Ele usava aquela Lei de 31,

a Lei da Sacanagem, a Lei para Inglês V,

para libertar no judiciário

pessoas que estavam sendo escravizadas ilegalmente.

Porque é isso, lembra daquilo que o historiador

Luiz Felipe de Alencastro chama de

o pecado original da sociedade e da ordem jurídica brasileira?

Desde 1818, estava proibido o tráfico de pessoas sequestradas

acima da linha do Equador.

Depois, em 1831, foi proibido o tráfico de todas as pessoas africanas.

Cada uma dessas quase 800 mil pessoas que chegaram desde então,

mais os seus descendentes,

cada uma dessas pessoas

foi escravizada ilegalmente.

Aí, quando teve a Lei Eusébio de Queiroz, em 1850,

o governo, o judiciário e a sociedade brasileira

poderiam ter feito justiça e finalmente libertado essas pessoas.

Mas escolheram não fazer isso,

o nosso pecado original.

Então, quando a gente está falando de pessoas ainda escravizadas no Brasil

nessa época, nas décadas finais de escravidão,

quando o Brasil era o único país das Américas

que não estava nem discutindo a abolição,

a gente está falando de uma massa de pessoas

ilegalmente escravizadas.

E esse era o foco do trabalho do Luiz Gama no judiciário.

Foi assim que ele conseguiu a libertação de centenas de pessoas.

E tudo isso como um membro ativo do movimento abolicionista.

Que não parava de crescer e contava cada vez mais

com integrantes também da parcela rica da população.

Uma parte da elite política fala,

bom, nós vamos ficar aqui sozinhos,

como os escravistas da América, no limite do mundo.

E uma outra parte teme a guerra civil.

Se a gente não fizer alguma coisa,

a gente pode acabar no desfecho americano.

E uma outra ameaça que paira sobre todo mundo

é o que até ganhou um nome na época, que é o haitianismo.

Que é o medo de uma revolução escrava.

Afinal de contas, os escravos são maioria,

se eles resolverem fazer uma revolução, acabou.

Então a lei do ventre livre é uma consequência desse jogo aí.

A lei do ventre livre.

Essa a gente aprende na escola também, né?

Essa ideia de que a abolição foi meio que gradual, aos pouquinhos.

Só em 71 que a classe política brasileira

concordou com uma lei que concedesse alguma forma de libertação.

Mas ainda assim eles resistiram.

Defendiam que os senhores precisavam ser ressarcidos.

Daí quando a lei finalmente foi aprovada, tinham duas opções.

O dono poderia libertar a criança quando ela completasse oito anos

e aí ele receberia uma indenização.

Ou então o dono manteria o jovem escravizado

até que ele completasse 21 anos.

**TAREFAS:**
1. Transcreva do texto sobre a escravidão ilegal no Brasil o trecho que começa em "Mas ainda assim" e segue até "receberia uma indenização.".
2. Segundo o texto sobre a escravidão ilegal no Brasil, a partir de que ano estava proibido o tráfico de pessoas sequestradas acima da linha do Equador?
As entradas abaixo provêm de outra fonte.

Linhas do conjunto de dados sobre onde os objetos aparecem
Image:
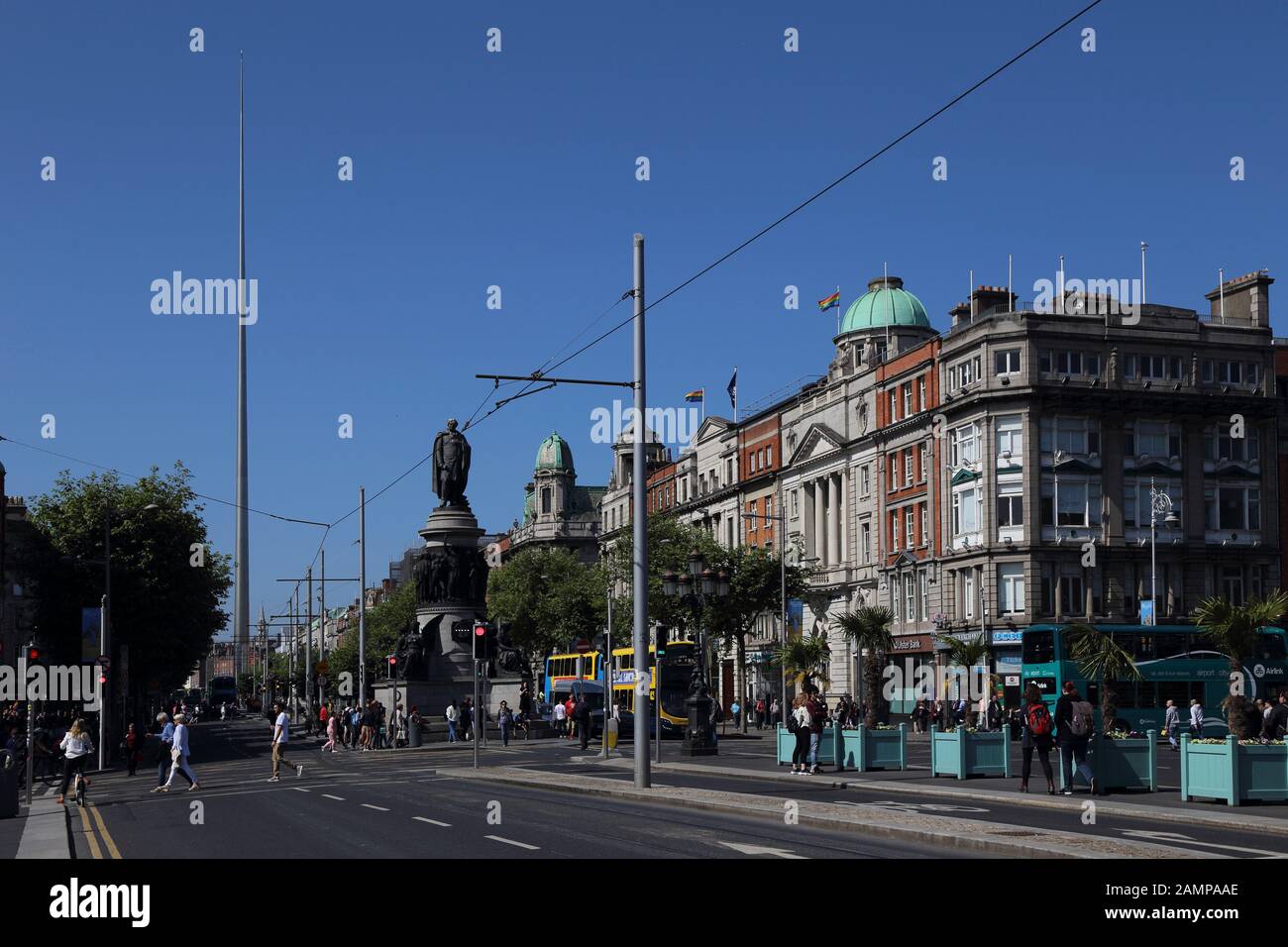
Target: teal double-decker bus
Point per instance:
(1176, 663)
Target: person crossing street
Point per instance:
(281, 735)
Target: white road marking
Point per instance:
(511, 841)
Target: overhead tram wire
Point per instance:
(804, 204)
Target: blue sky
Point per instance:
(518, 169)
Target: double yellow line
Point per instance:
(112, 852)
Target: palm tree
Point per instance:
(1234, 630)
(805, 659)
(868, 628)
(965, 654)
(1103, 660)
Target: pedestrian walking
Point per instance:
(506, 720)
(452, 715)
(330, 733)
(1171, 724)
(76, 748)
(1035, 737)
(1074, 720)
(798, 722)
(1197, 719)
(581, 715)
(179, 757)
(133, 749)
(281, 736)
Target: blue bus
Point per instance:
(1176, 663)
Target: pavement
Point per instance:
(550, 799)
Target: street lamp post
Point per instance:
(1159, 502)
(698, 587)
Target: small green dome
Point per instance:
(554, 454)
(885, 303)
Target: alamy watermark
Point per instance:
(179, 296)
(664, 424)
(72, 684)
(1077, 296)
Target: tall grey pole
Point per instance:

**RESPOSTAS:**
1.
Mas ainda assim eles resistiram.

Defendiam que os senhores precisavam ser ressarcidos.

Daí quando a lei finalmente foi aprovada, tinham duas opções.

O dono poderia libertar a criança quando ela completasse oito anos

e aí ele receberia uma indenização.

2. A partir de 1818.